Tâche: Reproduisez à l'identique, s'il vous plaît, tout le matériel ci-dessous depuis la ligne contenant « woman's face, the », celle-ci comprise, jusqu'à la toute fin.

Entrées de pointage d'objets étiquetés
——

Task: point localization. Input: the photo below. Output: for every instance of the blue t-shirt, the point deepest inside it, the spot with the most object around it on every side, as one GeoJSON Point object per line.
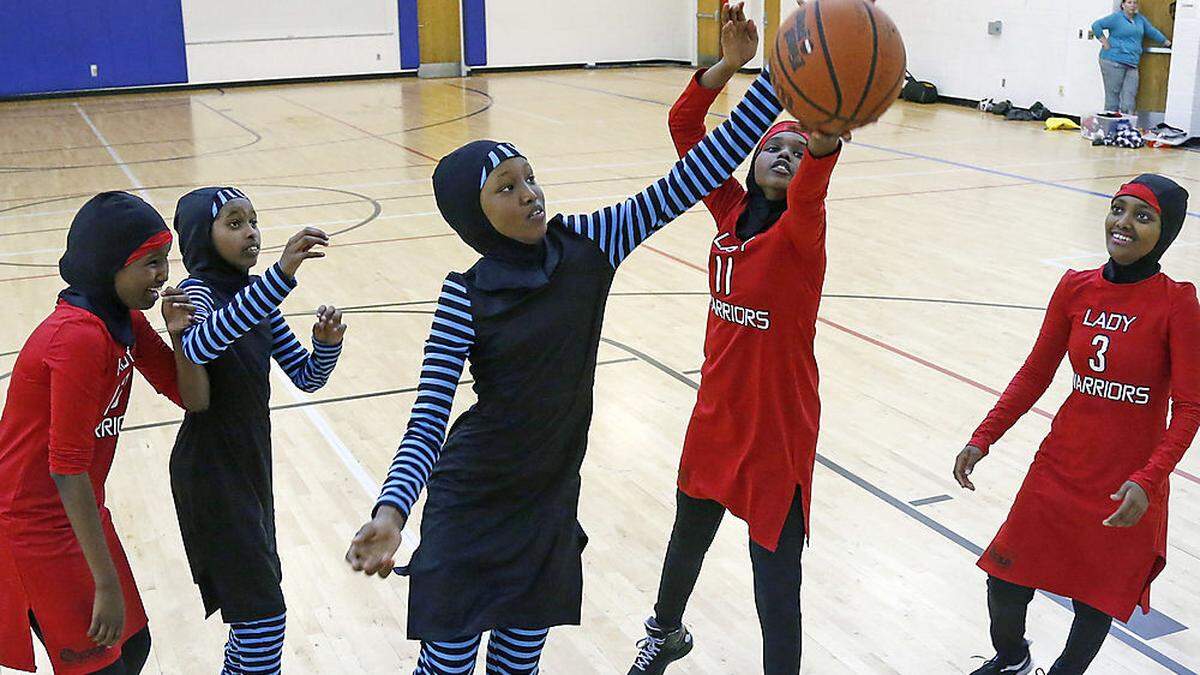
{"type": "Point", "coordinates": [1126, 36]}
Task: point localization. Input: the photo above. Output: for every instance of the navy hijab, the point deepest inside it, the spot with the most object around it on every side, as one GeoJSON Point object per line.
{"type": "Point", "coordinates": [195, 215]}
{"type": "Point", "coordinates": [1170, 199]}
{"type": "Point", "coordinates": [106, 232]}
{"type": "Point", "coordinates": [508, 269]}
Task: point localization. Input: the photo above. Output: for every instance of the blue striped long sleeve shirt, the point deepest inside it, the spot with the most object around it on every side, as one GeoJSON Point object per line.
{"type": "Point", "coordinates": [616, 230]}
{"type": "Point", "coordinates": [220, 327]}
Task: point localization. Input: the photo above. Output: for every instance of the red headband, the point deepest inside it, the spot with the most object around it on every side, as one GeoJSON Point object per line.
{"type": "Point", "coordinates": [1140, 191]}
{"type": "Point", "coordinates": [153, 244]}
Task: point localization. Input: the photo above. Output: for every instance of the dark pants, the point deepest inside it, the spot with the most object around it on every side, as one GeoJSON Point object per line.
{"type": "Point", "coordinates": [1007, 604]}
{"type": "Point", "coordinates": [777, 578]}
{"type": "Point", "coordinates": [133, 652]}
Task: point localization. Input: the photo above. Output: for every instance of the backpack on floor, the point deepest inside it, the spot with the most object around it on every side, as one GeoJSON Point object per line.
{"type": "Point", "coordinates": [918, 91]}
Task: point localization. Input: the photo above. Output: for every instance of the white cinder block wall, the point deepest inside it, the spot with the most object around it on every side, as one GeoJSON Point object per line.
{"type": "Point", "coordinates": [1043, 53]}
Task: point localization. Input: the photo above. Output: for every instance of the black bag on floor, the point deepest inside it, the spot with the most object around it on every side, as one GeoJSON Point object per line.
{"type": "Point", "coordinates": [918, 91]}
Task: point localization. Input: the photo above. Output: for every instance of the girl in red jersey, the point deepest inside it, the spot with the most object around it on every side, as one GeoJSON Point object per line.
{"type": "Point", "coordinates": [1090, 520]}
{"type": "Point", "coordinates": [751, 441]}
{"type": "Point", "coordinates": [63, 571]}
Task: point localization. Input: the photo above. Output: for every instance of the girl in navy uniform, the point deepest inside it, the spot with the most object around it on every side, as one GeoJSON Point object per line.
{"type": "Point", "coordinates": [221, 465]}
{"type": "Point", "coordinates": [501, 544]}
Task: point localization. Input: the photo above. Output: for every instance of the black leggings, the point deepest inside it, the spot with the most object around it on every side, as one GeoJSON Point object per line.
{"type": "Point", "coordinates": [1007, 604]}
{"type": "Point", "coordinates": [133, 652]}
{"type": "Point", "coordinates": [777, 578]}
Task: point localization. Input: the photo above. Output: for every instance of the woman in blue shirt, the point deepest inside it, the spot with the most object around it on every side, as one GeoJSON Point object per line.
{"type": "Point", "coordinates": [1121, 53]}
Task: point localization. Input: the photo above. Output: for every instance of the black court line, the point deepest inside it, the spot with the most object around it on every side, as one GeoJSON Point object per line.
{"type": "Point", "coordinates": [255, 138]}
{"type": "Point", "coordinates": [1119, 632]}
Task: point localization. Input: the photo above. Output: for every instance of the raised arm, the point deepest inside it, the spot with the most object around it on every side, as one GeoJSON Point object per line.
{"type": "Point", "coordinates": [739, 43]}
{"type": "Point", "coordinates": [619, 228]}
{"type": "Point", "coordinates": [1185, 346]}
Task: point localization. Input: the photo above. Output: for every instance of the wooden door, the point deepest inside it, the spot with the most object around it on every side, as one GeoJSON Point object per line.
{"type": "Point", "coordinates": [708, 31]}
{"type": "Point", "coordinates": [771, 21]}
{"type": "Point", "coordinates": [1156, 69]}
{"type": "Point", "coordinates": [439, 33]}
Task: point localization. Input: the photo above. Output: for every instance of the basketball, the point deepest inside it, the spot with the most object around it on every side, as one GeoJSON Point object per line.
{"type": "Point", "coordinates": [838, 64]}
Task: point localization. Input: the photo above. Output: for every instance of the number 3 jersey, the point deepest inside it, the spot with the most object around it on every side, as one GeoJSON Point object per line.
{"type": "Point", "coordinates": [751, 440]}
{"type": "Point", "coordinates": [1134, 352]}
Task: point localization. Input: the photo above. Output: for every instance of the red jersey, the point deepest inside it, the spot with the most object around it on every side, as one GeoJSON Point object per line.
{"type": "Point", "coordinates": [753, 436]}
{"type": "Point", "coordinates": [1134, 351]}
{"type": "Point", "coordinates": [66, 402]}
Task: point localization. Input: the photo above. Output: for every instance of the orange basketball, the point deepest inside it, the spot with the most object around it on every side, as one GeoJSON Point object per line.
{"type": "Point", "coordinates": [838, 64]}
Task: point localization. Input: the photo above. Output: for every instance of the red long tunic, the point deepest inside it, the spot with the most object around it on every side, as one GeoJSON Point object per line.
{"type": "Point", "coordinates": [1133, 348]}
{"type": "Point", "coordinates": [753, 436]}
{"type": "Point", "coordinates": [66, 402]}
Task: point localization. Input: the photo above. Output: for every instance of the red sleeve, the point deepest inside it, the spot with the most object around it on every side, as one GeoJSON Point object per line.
{"type": "Point", "coordinates": [687, 123]}
{"type": "Point", "coordinates": [1035, 376]}
{"type": "Point", "coordinates": [804, 220]}
{"type": "Point", "coordinates": [1183, 341]}
{"type": "Point", "coordinates": [155, 360]}
{"type": "Point", "coordinates": [79, 392]}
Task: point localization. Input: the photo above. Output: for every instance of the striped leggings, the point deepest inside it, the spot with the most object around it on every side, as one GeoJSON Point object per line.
{"type": "Point", "coordinates": [255, 646]}
{"type": "Point", "coordinates": [510, 651]}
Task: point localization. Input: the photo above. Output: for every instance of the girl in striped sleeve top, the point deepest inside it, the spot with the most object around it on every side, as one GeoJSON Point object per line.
{"type": "Point", "coordinates": [221, 465]}
{"type": "Point", "coordinates": [501, 544]}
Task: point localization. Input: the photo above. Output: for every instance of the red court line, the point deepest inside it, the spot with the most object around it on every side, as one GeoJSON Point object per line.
{"type": "Point", "coordinates": [903, 353]}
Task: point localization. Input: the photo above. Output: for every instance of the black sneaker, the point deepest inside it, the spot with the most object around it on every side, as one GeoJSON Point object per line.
{"type": "Point", "coordinates": [659, 649]}
{"type": "Point", "coordinates": [995, 665]}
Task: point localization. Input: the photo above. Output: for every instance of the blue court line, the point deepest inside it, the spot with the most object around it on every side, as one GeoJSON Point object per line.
{"type": "Point", "coordinates": [905, 154]}
{"type": "Point", "coordinates": [1119, 632]}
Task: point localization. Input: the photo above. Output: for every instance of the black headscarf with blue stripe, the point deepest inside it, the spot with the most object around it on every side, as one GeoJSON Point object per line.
{"type": "Point", "coordinates": [195, 215]}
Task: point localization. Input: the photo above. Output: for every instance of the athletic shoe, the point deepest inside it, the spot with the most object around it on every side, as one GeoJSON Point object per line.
{"type": "Point", "coordinates": [659, 649]}
{"type": "Point", "coordinates": [995, 665]}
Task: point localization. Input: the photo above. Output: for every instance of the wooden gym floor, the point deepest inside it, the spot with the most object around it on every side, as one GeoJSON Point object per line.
{"type": "Point", "coordinates": [948, 230]}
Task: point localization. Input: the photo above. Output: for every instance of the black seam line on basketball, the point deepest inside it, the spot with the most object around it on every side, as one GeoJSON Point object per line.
{"type": "Point", "coordinates": [340, 399]}
{"type": "Point", "coordinates": [875, 58]}
{"type": "Point", "coordinates": [785, 73]}
{"type": "Point", "coordinates": [256, 138]}
{"type": "Point", "coordinates": [825, 48]}
{"type": "Point", "coordinates": [946, 532]}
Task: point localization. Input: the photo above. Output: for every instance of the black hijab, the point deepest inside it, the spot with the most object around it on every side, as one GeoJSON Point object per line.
{"type": "Point", "coordinates": [507, 266]}
{"type": "Point", "coordinates": [195, 215]}
{"type": "Point", "coordinates": [1170, 199]}
{"type": "Point", "coordinates": [109, 228]}
{"type": "Point", "coordinates": [762, 213]}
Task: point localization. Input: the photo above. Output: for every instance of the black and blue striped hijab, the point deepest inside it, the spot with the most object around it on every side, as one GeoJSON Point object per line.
{"type": "Point", "coordinates": [195, 215]}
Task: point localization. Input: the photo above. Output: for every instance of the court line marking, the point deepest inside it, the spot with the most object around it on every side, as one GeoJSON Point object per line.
{"type": "Point", "coordinates": [113, 154]}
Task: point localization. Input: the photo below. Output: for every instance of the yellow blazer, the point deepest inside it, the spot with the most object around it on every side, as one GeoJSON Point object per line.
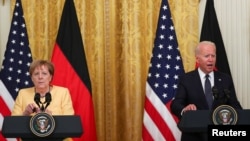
{"type": "Point", "coordinates": [61, 103]}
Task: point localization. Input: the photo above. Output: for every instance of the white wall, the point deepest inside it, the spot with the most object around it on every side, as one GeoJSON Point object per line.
{"type": "Point", "coordinates": [5, 19]}
{"type": "Point", "coordinates": [234, 20]}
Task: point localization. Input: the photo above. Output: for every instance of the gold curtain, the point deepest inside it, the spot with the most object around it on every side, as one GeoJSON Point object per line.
{"type": "Point", "coordinates": [118, 36]}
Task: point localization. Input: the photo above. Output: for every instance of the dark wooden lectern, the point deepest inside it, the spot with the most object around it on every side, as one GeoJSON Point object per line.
{"type": "Point", "coordinates": [19, 127]}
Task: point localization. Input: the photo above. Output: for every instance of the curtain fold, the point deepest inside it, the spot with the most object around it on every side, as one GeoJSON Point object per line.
{"type": "Point", "coordinates": [118, 39]}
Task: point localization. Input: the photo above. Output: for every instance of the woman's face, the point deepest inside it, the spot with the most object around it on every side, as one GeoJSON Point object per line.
{"type": "Point", "coordinates": [41, 77]}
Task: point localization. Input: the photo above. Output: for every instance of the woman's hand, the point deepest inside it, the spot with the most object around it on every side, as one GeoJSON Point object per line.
{"type": "Point", "coordinates": [30, 108]}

——

Réponse:
Task: point localization. Input: the photo above. Output: for every instance of the woman's face, the point deepest inside it, the spot with the most object around it on every side, as one GeoJSON Point object per line.
{"type": "Point", "coordinates": [41, 77]}
Task: point localization. Input: the photo above. Output: for every instance of the woman's hand, the point deepest inside it, the spot with the most object around it on every side, as one GeoJSON Point object per line.
{"type": "Point", "coordinates": [30, 108]}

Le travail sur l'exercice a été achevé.